Problem requirements -
Starting with the line that contains "of the weathered" and going on through the end of the material, write those lines out again with "drop a dot" swapped for "place a point" and nothing else altered.

Records in a dataset
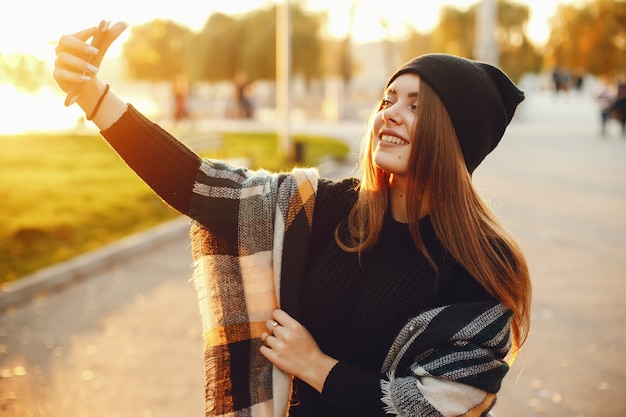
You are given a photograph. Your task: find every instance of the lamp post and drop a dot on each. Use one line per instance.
(283, 79)
(486, 46)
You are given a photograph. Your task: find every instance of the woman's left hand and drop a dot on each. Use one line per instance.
(290, 347)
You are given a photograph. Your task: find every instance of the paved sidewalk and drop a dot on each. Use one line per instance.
(126, 341)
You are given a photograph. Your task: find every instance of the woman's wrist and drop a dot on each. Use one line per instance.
(316, 374)
(100, 104)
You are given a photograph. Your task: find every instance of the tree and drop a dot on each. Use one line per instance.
(247, 43)
(589, 37)
(158, 51)
(456, 29)
(218, 47)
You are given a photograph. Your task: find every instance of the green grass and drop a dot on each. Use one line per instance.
(64, 195)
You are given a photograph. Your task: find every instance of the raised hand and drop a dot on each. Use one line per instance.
(77, 62)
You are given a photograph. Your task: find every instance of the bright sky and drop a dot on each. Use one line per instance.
(32, 26)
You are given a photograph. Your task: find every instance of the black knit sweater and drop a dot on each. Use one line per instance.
(353, 310)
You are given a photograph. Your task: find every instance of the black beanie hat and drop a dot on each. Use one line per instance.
(480, 99)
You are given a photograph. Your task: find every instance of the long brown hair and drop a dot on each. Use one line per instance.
(465, 225)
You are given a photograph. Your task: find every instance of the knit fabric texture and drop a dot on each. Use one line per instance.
(480, 99)
(248, 240)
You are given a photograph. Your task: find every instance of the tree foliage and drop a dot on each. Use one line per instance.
(158, 50)
(589, 37)
(162, 50)
(455, 34)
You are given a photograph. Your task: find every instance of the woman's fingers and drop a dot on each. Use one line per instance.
(77, 61)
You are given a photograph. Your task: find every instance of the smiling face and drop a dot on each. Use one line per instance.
(394, 125)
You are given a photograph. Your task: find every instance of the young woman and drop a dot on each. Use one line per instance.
(396, 293)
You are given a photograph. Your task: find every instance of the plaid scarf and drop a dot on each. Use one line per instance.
(247, 225)
(250, 229)
(448, 361)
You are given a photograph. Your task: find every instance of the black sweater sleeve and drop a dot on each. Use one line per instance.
(354, 391)
(164, 163)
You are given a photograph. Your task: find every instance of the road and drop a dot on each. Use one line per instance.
(127, 342)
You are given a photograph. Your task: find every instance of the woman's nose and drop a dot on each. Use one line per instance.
(390, 115)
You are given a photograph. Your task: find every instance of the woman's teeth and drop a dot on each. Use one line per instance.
(392, 139)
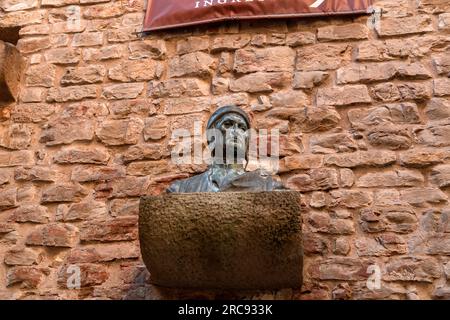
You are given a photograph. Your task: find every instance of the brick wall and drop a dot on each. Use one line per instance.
(364, 115)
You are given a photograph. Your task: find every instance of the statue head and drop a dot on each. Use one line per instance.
(228, 134)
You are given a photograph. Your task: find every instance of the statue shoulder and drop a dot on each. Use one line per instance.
(193, 184)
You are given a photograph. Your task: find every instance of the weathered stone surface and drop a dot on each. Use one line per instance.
(315, 119)
(16, 136)
(192, 44)
(438, 245)
(29, 113)
(75, 93)
(155, 49)
(260, 82)
(289, 99)
(148, 168)
(53, 235)
(412, 269)
(66, 130)
(103, 253)
(314, 180)
(351, 198)
(63, 56)
(274, 59)
(83, 75)
(442, 64)
(381, 72)
(96, 174)
(90, 275)
(120, 132)
(124, 207)
(151, 151)
(442, 87)
(331, 143)
(8, 198)
(230, 42)
(16, 158)
(444, 21)
(438, 109)
(396, 178)
(179, 106)
(398, 113)
(37, 174)
(309, 79)
(423, 157)
(250, 263)
(196, 64)
(440, 176)
(123, 109)
(361, 158)
(63, 193)
(132, 71)
(383, 245)
(82, 156)
(347, 269)
(28, 277)
(435, 134)
(175, 88)
(118, 229)
(390, 137)
(86, 210)
(103, 53)
(342, 96)
(22, 18)
(296, 39)
(321, 57)
(22, 257)
(300, 162)
(17, 5)
(421, 196)
(31, 213)
(41, 75)
(87, 39)
(322, 222)
(389, 92)
(123, 91)
(404, 26)
(395, 218)
(11, 69)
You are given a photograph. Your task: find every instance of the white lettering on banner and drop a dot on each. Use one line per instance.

Response to the task -
You are given a photograph. Your task: find every instance of the weathered stone surface and place a point on each. Use one line per instance.
(315, 119)
(16, 136)
(192, 44)
(438, 245)
(29, 113)
(75, 93)
(155, 49)
(260, 82)
(289, 99)
(148, 168)
(53, 235)
(412, 269)
(66, 130)
(103, 253)
(314, 180)
(351, 198)
(63, 56)
(274, 59)
(83, 75)
(442, 64)
(381, 72)
(96, 174)
(90, 275)
(120, 132)
(124, 207)
(151, 151)
(442, 87)
(331, 143)
(8, 198)
(230, 42)
(16, 158)
(444, 21)
(438, 109)
(396, 178)
(179, 106)
(398, 113)
(37, 174)
(309, 79)
(423, 157)
(250, 263)
(196, 64)
(440, 176)
(123, 109)
(361, 158)
(63, 193)
(132, 71)
(383, 245)
(82, 156)
(347, 269)
(28, 277)
(435, 134)
(175, 88)
(118, 229)
(390, 137)
(86, 210)
(103, 53)
(342, 96)
(22, 18)
(296, 39)
(321, 57)
(22, 257)
(300, 162)
(17, 5)
(421, 196)
(31, 213)
(41, 75)
(87, 39)
(322, 222)
(389, 92)
(123, 91)
(404, 26)
(395, 218)
(11, 69)
You are given a photograph. Your task: find every instance of the white lettering on banner and place a point on each. Use one line per instance.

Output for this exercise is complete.